■ **Problem requirements**
Across the listing below, work out how many lines include the word "catching". Give the number alone.
····················
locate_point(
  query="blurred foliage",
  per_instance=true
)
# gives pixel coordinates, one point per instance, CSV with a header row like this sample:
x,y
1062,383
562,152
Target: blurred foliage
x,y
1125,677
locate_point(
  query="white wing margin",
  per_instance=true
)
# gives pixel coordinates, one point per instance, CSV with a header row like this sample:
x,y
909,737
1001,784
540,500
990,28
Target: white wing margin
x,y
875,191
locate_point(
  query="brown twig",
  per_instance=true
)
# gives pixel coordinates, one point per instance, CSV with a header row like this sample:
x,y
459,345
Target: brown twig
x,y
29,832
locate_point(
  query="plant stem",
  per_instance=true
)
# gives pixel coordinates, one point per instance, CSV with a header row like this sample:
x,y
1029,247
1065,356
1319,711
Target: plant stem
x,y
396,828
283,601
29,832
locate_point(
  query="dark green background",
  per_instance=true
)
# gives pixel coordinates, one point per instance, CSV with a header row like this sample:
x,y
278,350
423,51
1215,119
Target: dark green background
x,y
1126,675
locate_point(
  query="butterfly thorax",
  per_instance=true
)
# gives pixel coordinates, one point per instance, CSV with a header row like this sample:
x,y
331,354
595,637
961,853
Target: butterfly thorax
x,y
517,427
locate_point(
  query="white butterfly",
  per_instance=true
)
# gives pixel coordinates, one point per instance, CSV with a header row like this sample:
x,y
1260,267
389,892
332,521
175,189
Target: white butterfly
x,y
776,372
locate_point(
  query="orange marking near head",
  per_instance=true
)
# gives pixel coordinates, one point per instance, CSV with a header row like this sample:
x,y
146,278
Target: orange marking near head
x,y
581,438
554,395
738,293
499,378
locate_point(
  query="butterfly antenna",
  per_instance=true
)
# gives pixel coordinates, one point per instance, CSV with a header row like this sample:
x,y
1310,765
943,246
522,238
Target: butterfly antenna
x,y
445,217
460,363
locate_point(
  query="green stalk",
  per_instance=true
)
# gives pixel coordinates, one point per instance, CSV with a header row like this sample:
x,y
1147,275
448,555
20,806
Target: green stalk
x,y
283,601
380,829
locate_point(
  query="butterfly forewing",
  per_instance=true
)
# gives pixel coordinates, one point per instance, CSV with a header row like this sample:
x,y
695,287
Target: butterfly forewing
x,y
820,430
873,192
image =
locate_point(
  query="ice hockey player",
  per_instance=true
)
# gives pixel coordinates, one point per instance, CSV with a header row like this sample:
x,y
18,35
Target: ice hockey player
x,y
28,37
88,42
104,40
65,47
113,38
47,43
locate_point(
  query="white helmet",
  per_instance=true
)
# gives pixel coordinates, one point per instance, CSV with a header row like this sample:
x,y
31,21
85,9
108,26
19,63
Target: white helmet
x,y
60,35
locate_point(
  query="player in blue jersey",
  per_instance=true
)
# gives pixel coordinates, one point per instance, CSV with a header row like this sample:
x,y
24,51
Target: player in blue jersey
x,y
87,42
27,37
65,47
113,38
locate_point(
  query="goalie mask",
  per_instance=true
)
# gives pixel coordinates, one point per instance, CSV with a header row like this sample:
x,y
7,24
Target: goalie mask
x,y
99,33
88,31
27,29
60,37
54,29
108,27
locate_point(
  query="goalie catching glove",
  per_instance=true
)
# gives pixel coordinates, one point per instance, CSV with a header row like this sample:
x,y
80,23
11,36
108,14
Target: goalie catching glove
····················
■ **Problem solution**
2